## EXERCISE INSTRUCTIONS
[A] Please extract the part of the GStreamer post that begins at the words "As those of" and stops after "the Milan Hub.".
[B] In the listing below the GStreamer post, change "calm water surface" to "still water surface" and reproduce the rest of the listing unchanged.

GStreamer Conference 2013 – Haggis edition

So we are quickly approaching the time for GStreamer Conference 2013. This year we will be in Edinburgh, Scotland and the conference will be hosted at the Edinburgh International Conference Centre alongside the Embedded Linux Conference Europe and the Automotive Linux Summit.

The GStreamer Conference 2013 Schedule is now live and as you can see there are a lot of great talks this year too, ranging from OpenGL integration, embedded hardware, new codecs and more. As always the GStreamer Conference is the best place to be to discuss the challenges of multimedia.

The conference will be held on the 22nd and 23rd of October so I strongly recommend you get yourself registered. If you want to attend ELCE or the Autotmotive summit make sure to register for those too and extend your stay in Edinburgh to also cover the 24th and 25th of October.

Looking forward to seeing you all there.

And last but not least, a big thank you to this years sponsors of the GStreamer Conference, especially Platinum sponsor Collabora. Also a big thank you to sponsors Fluendo, Google and for the first time this year Cisco.

And as always a big thank you to Ubicast who as always will be recording and publishing the conference for us. Be sure to check out their recordings from earlier years to find out what the GStreamer Conference is about.

GStreamer Hackfest in Milan

As those of you following the GStreamer development mailing list or the GStreamer Google Plus profile know, we have been having a GStreamer hackfest in Milan over the last few days. We have 17 people here, all hammering away at our laptops or discussing various technical challenges sitting at a nice place called the Milan Hub.

A lot of progress has been made during these days with some highlights including work on fixing the use of Gnonlin with GStreamer 1.0, which is a prerequisite for getting PiTiVi and Jokosher running with GStreamer 1.0. Jeff Fortin, Thibault Saunier, Nicolas Dufresne, Edward Hervey, Peteris Krishanis and Emanuele Aina has all been helping out with this in addition to fixing various other issues in PiTiVi and Jokosher.

Sebastian Dröge has put a lot of work during the hackfest into providing the basic building blocks for doing hardware codecs nicely in GStreamer, and Víctor Jáquez has been working on making VAAPI work well using these building blocks, with the plan among other things to make sure you have hardware accelerated decoding working with WebKit. In that regards Philippe Normand has spent the hackfest investigating and improving various bits of the GStreamer backend in Webkit, like improving the on-disk buffering method used. Also in terms of hardware codec support Edward Hervey also found a bit of time to work a little on the VDPAU plugins.

Speaking of web browsers Alessandro Decina has been working on porting Firefox to GStreamer 1.0, he has also been our local host making sure we have found places to eat lunch and dinner that where able to host our big group. So a big thank you to Alessandro for this.

Wim Taymans has been working on properly dealing with chroma keying in GStreamer, improving picture quality significantly in some cases, in addition to being constantly barraged with questions and discussions about various enhancements, bugs and other challenges.

## INFORMATION PROVIDED
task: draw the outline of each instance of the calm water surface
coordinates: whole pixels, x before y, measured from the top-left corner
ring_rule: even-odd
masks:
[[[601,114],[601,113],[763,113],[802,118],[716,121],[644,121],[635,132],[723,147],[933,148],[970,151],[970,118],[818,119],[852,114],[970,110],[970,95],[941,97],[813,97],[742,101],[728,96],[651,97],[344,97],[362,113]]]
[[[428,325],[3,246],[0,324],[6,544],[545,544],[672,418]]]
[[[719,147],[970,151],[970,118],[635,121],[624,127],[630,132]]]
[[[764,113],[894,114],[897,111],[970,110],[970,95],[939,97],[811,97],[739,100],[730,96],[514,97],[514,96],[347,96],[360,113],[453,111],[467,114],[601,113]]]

## ANSWERS TO EACH TASK
[A]
As those of you following the GStreamer development mailing list or the GStreamer Google Plus profile know, we have been having a GStreamer hackfest in Milan over the last few days. We have 17 people here, all hammering away at our laptops or discussing various technical challenges sitting at a nice place called the Milan Hub.

[B]
task: draw the outline of each instance of the still water surface
coordinates: whole pixels, x before y, measured from the top-left corner
ring_rule: even-odd
masks:
[[[601,114],[601,113],[763,113],[802,118],[716,121],[644,121],[635,132],[723,147],[933,148],[970,151],[970,118],[818,119],[852,114],[970,110],[970,95],[941,97],[813,97],[742,101],[728,96],[651,97],[344,97],[362,113]]]
[[[428,325],[3,246],[0,324],[6,544],[545,544],[672,418]]]
[[[719,147],[970,151],[970,118],[635,121],[624,127],[630,132]]]
[[[764,113],[894,114],[897,111],[970,110],[970,95],[939,97],[811,97],[739,100],[730,96],[514,97],[514,96],[347,96],[360,113],[453,111],[467,114],[601,113]]]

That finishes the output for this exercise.